── BAGIAN TEKS ──

Jika ada non-muslim yang ingin menyumbangkan harta untuk membangun masjid misalnya atau untuk membangun pondok pesantren, apakah diterima atau ditolak?
Pertama perlu dijelaskan bahwa hukum asal menerima hadiah dan infak dari non-muslim adalah mubah. Sebagaimana Nabi shallallahu ‘alaihi wa sallam menerima hadiah dari Para raja-raja non-muslim dan juga menerima hadiah daging dari seorang wanita Yahudi. Ini dalam rangka muamalah yang baik dan mengambil hati mereka.
Imam Bukhari menuliskan bab mengenai hal ini
باب قبول الهدية من المشركين
“Bab bolehnya menerima Hadiah dari orang musyik”.
Bahkan ulama menjelaskan boleh menerima sumbangan membangun masjid dari non-muslim asalkan tanpa syarat dan tidak membuat kaum muslimin menjadi hina serta bukan alat politik non-muslim tersebut untuk membuat makar terhadap umat Islam.
Ibnu Muflih menjelaskan bahwa Masjid boleh dibangun dari harta orang kafir, beliau berkata
وَتَجُوزُ عِمَارَةُ كُلِّ مَسْجِدٍ وَكِسْوَتُهُ وَإِشْعَالُهُ بِمَالِ كُلِّ كَافِرٍ
“Boleh membangun masjid, memberikan kiswah dan penerangan dari harta orang kafir”1.
Lajnah Daimah (semacam MUI di Saudi) mengeluarkan fatwa ketika ditanya apakah boleh shalat di masjid yang dibangun dari harta orang kafir? Dalam fatwa dijelaskan:
لا بأس في الصلاة في المسجد المذكور
“Tidak mengapa shalat di masjid tersebut (yang dibangun dari harta orang kafir)“2.
Adapun maksud ayat bahwa Allah tidak akan menerima dari harta mereka karena kekafiran mereka, maka ini maksudnya adalah dari segi diterimanya ibadah mereka oleh Allah, bukan dari segi halal dan haramnya menerima sumbangan dari mereka. Ayat tersebut sebagai berikut:
وَمَا مَنَعَهُمْ أَنْ تُقْبَلَ مِنْهُمْ
نَفَقَاتُهُمْ إِلَّا أَنَّهُمْ كَفَرُوا بِاللَّهِ وَبِرَسُولِهِ وَلَا
يَأْتُونَ الصَّلَاةَ إِلَّا وَهُمْ كُسَالَىٰ وَلَا يُنْفِقُونَ إِلَّا
وَهُمْ كَارِهُونَ
“Dan tidak ada yang menghalangi untuk diterima dari mereka nafkah-nafkahnya melainkan karena mereka kafir kepada Allâh dan Rasul-Nya dan mereka tidak mengerjakan shalat, melainkan dengan malas dan tidak (pula) menafkahkan (harta) mereka, melainkan dengan rasa enggan” (At-Taubah:54).

───
── CATATAN ──

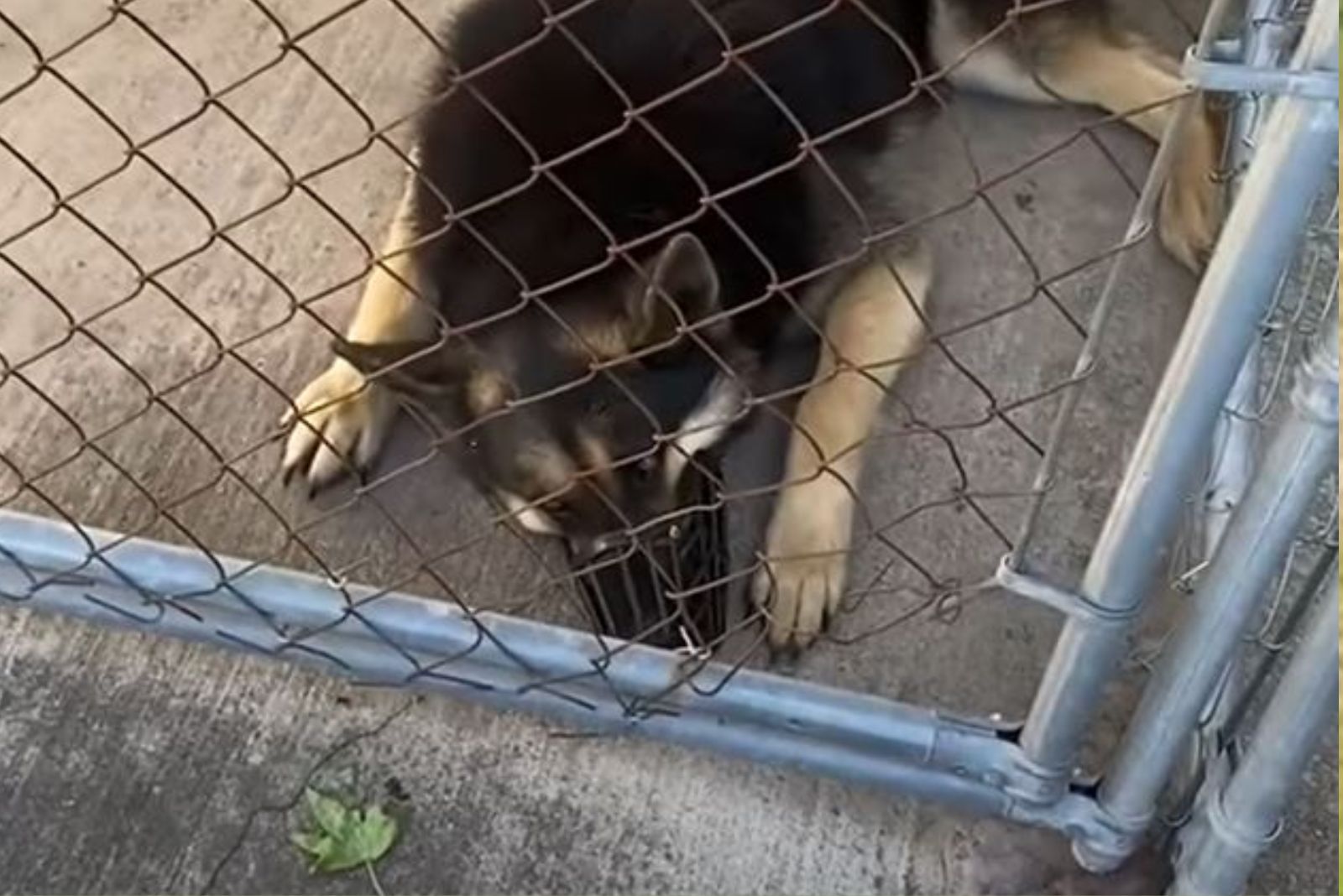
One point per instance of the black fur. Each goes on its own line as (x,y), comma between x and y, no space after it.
(530,91)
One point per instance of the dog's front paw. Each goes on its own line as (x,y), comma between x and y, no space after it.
(340,423)
(1192,203)
(802,578)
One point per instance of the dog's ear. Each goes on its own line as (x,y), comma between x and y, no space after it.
(415,367)
(682,287)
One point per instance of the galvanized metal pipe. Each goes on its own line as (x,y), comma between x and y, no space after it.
(1303,450)
(400,638)
(1257,242)
(1236,820)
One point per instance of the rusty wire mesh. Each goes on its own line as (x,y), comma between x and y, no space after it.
(180,258)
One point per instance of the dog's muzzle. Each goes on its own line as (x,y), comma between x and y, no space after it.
(665,586)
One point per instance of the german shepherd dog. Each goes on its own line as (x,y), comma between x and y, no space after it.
(606,232)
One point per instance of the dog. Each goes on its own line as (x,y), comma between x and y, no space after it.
(615,212)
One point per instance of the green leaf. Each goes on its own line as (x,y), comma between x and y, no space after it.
(346,837)
(328,812)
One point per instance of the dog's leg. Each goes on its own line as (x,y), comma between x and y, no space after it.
(342,419)
(1076,55)
(872,329)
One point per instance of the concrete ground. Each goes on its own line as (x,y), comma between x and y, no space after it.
(134,763)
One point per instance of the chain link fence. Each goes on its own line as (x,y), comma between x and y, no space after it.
(187,219)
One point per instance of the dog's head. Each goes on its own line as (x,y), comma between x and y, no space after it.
(582,412)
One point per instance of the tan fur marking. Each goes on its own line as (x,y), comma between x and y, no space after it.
(550,468)
(606,340)
(387,310)
(597,459)
(1125,76)
(487,391)
(872,331)
(342,419)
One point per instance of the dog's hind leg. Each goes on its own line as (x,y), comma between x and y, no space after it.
(873,327)
(1074,54)
(342,420)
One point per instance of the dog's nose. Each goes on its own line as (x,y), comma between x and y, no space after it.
(588,549)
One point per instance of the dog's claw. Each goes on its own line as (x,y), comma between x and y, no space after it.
(339,428)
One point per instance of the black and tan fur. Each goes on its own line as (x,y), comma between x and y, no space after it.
(590,378)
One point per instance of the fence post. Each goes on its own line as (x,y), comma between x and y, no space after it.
(1259,239)
(1237,819)
(1303,448)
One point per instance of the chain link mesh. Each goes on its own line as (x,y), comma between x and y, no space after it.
(194,197)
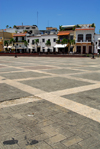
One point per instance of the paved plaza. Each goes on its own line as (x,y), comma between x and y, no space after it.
(49,103)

───

_TUGAS YANG DIMINTA_: Sambung tulisan tentang sumbangan dari non-muslim untuk membangun masjid, mulai setelah kalimat terakhirnya. Catatan tadi sama sekali tidak dipakai di sini.

_JAWABAN TERTULIS_:
Sekali lagi perlu diperhatikan bahwa boleh menerima dengan syarat:
Pertama: Tidak menimbulkan bahaya bagi kaum muslimin karena menerima hadiah tersebut, semisal sumbangan tersebut ada syaratnya yang merugikan kaum muslimin atau alat politik untuk membuat makar terhadap Islam
Dalam Fatwa Lajnah Daimah dijelaskan,
يجوز للمسلمين أن يمكنوا غير المسلمين من
الإنفاق على المشاريع الإسلامية؛ كالمساجد والمدارس إذا كان لا يترتب على
ذلك ضرر على المسلمين أكثر من المنفعة
“Boleh bagi kaum muslimin menerima infak dari non-muslim untuk kegiatan Islam semisal membangun masjid dan sekolah/pesantren, jika tidak ada bahaya yang ditimbulkan bagi kaum muslimin dan banyak manfaatnya”3.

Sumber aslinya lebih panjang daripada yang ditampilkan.